## [Short problem 1]
List every username that appears as a post header in the forum thread about the LCR.

## [Extract provided]
# Anyone get the LCR yet



## spacedoggy (May 11, 2006)

I carry as backup a s&w airlite 38 around the ankle. After a ten hour day I know it's their. I have stayed away from the big calibers in a lightweight package. They become tools and are not enjoyable to shoot but I feel safe with a 38+p and my ankle has been crying out for one.


----------



## nUgZ (Nov 22, 2009)

I haven't gotten one yet, but I just got back from the store and I definitely like the look and feel of it. It's at the top of my list.


----------



## woodspinner (Dec 5, 2009)

I don't have one yet but rented one at the range and I really like it . Have a S&W 442 and I think I like the LCR better, it has an excellent trigger, fells good in hand, recoil is OK for a light gun, and it shoots as accurately as I do.
woodspinner


----------



## tradrick (Nov 15, 2008)

## [Short problem 2]
Give the lines of the records below as a numbered list, omitting any blank lines.

## [Data for this task]
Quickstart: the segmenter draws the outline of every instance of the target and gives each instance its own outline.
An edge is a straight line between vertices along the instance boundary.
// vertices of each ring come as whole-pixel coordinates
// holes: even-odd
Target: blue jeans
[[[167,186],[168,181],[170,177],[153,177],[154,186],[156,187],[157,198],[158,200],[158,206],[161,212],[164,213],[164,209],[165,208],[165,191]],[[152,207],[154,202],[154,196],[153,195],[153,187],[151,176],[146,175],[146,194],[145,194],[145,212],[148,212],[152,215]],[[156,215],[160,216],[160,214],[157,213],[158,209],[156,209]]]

## [Result 1]
spacedoggy
nUgZ
woodspinner
tradrick

## [Result 2]
1. Quickstart: the segmenter draws the outline of every instance of the target and gives each instance its own outline.
2. An edge is a straight line between vertices along the instance boundary.
3. // vertices of each ring come as whole-pixel coordinates
4. // holes: even-odd
5. Target: blue jeans
6. [[[167,186],[168,181],[170,177],[153,177],[154,186],[156,187],[157,198],[158,200],[158,206],[161,212],[164,213],[164,209],[165,208],[165,191]],[[152,207],[154,202],[154,196],[153,195],[153,187],[151,176],[146,175],[146,194],[145,194],[145,212],[148,212],[152,215]],[[156,215],[160,216],[160,214],[157,213],[158,209],[156,209]]]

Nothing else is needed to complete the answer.